● **TASK REQUIREMENTS**:
Copy the data below, replacing every occurrence of "rough mask" with "coarse mask" and keeping everything else the same, but omit the pictures.

● **LISTED RECORDS**:
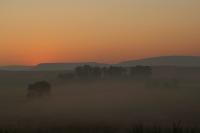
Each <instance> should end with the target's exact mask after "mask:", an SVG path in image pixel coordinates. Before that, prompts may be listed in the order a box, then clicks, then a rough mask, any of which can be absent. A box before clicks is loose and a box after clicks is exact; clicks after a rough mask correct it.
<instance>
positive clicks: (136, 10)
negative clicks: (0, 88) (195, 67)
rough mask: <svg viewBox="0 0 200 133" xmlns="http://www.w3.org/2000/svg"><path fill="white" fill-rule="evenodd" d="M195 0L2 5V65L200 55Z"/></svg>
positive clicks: (113, 1)
mask: <svg viewBox="0 0 200 133" xmlns="http://www.w3.org/2000/svg"><path fill="white" fill-rule="evenodd" d="M199 13H200V1H199V0H151V1H149V0H101V1H97V0H96V1H95V0H84V1H83V0H18V1H16V0H9V1H6V0H5V1H1V2H0V65H8V64H37V63H41V62H78V61H97V62H106V63H113V62H119V61H122V60H130V59H137V58H143V57H149V56H160V55H200V50H199V49H200V15H199Z"/></svg>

● **EXERCISE RESPONSE**:
Each <instance> should end with the target's exact mask after "mask:", an SVG path in image pixel coordinates. Before that, prompts may be listed in the order a box, then clicks, then a coarse mask, any of which can be absent. A box before clicks is loose and a box after clicks is exact; clicks after a coarse mask correct it.
<instance>
positive clicks: (136, 10)
negative clicks: (0, 88) (195, 67)
coarse mask: <svg viewBox="0 0 200 133" xmlns="http://www.w3.org/2000/svg"><path fill="white" fill-rule="evenodd" d="M195 0L2 5V65L200 55Z"/></svg>
positive clicks: (113, 1)
mask: <svg viewBox="0 0 200 133" xmlns="http://www.w3.org/2000/svg"><path fill="white" fill-rule="evenodd" d="M199 13H200V1H199V0H151V1H149V0H101V1H97V0H96V1H95V0H84V1H83V0H18V1H16V0H9V1H6V0H5V1H1V2H0V65H8V64H37V63H41V62H78V61H97V62H106V63H113V62H119V61H122V60H130V59H137V58H143V57H149V56H160V55H200V50H199V49H200V15H199Z"/></svg>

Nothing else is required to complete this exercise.